## Selected passage
BEGIN

Prince George can’t have a best friend – should your child?

Katrina Clarke | April 30, 2017 | CBC Life


(Photo credit: Justin Tallis/AFP/Getty Images)

If the future King of England can’t have a best friend, should your child?

Depends on who you ask.

The question comes after news last month that Prince George will attend Thomas’s Battersea prep school in London come September. Everything royal-related seems to make headlines, but this announcement was unique because of a controversial unofficial policy at the school: no best friends.

“You can get very possessive friendships, and it is much easier if they share friendships and have a wide range of good friends rather than obsessing too much about who their best friend is,” Thomas’s Battersea headmaster Ben Thomas told The Telegraph in 2013. “I would certainly endorse a policy which says we should have lots of good friends, not a best friend.”

The unwritten policy is meant to discourage bullying and encourage inclusivity, said Thomas.

END

## Items listed in a dataset
BEGIN

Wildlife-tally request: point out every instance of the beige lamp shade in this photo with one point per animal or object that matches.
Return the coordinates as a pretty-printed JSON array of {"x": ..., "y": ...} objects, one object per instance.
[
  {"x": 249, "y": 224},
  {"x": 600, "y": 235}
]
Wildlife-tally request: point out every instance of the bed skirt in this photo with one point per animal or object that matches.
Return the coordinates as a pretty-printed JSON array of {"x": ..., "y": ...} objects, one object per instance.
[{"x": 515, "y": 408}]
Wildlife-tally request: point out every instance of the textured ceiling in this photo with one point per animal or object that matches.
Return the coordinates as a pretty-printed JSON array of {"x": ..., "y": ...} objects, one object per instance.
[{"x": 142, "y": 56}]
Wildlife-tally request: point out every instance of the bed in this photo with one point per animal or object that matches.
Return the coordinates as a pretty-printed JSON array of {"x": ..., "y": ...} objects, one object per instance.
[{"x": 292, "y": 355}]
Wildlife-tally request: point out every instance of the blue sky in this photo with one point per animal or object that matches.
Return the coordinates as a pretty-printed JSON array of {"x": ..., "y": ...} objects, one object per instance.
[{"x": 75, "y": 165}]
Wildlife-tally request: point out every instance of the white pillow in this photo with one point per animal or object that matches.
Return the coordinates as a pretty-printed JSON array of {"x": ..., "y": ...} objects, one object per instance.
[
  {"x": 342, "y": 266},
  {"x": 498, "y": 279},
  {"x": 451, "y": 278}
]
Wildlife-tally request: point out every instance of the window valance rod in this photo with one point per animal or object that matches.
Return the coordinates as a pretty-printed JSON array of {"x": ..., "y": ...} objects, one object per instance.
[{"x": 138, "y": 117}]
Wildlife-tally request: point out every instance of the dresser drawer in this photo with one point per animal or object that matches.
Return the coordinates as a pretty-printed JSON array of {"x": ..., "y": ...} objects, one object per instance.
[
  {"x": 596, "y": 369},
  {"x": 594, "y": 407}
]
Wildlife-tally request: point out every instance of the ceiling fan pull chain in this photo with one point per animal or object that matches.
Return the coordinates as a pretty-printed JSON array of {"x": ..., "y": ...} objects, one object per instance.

END

## Directions
(1) For the article on Prince George's school, answer yes or no for each statement, quoting the words of the article that settle it: (a) Prince George is set to begin at Thomas's Battersea in September. (b) The school's rule against best friends is an official, written policy. (c) The headmaster said the policy aims to discourage bullying.
(2) Pick up the article on Prince George's school after its final sentence and keep writing it.

## Results for each task
(1)
(a) Yes: "Prince George will attend Thomas’s Battersea prep school in London come September."
(b) No: "a controversial unofficial policy at the school" and "The unwritten policy."
(c) Yes: "The unwritten policy is meant to discourage bullying and encourage inclusivity, said Thomas."

(2)
But parenting experts in Canada question if such a ban would be effective, saying it’s normal for kids to have best friends and there’s little or no evidence showing banning best friends stops bullying. Such restrictive policies are symptomatic of today’s helicopter parenting culture, they say.

“I don’t see the value in a policy banning best friends,” said Michele Kambolis, a child and family therapist based in Vancouver and author of Generation Stressed: Play-Based Tools to Help your Child Overcome Anxiety. “It’s natural for some children to want a best friend and for many, it’s a rite of passage.”

Kambolis said a child having someone they call a best friend is a way of communicating a special bond, similar to a teenager calling someone their boyfriend or girlfriend.

“Our deepest instinctual desire is to have a sense of connection, attachment, bond, with other human beings,” she said, noting those relationships are often first built between children and their parents. “It’s what makes us most human.”

As for preventing bullying and cliquey behaviour, Kambolis said there’s no scientific evidence documenting a link between having a best friend and increased rates of bullying. She notes bullying can happen within best friendships just as it can happen in any other relationship.

She points to overparenting for why policies like this might exist.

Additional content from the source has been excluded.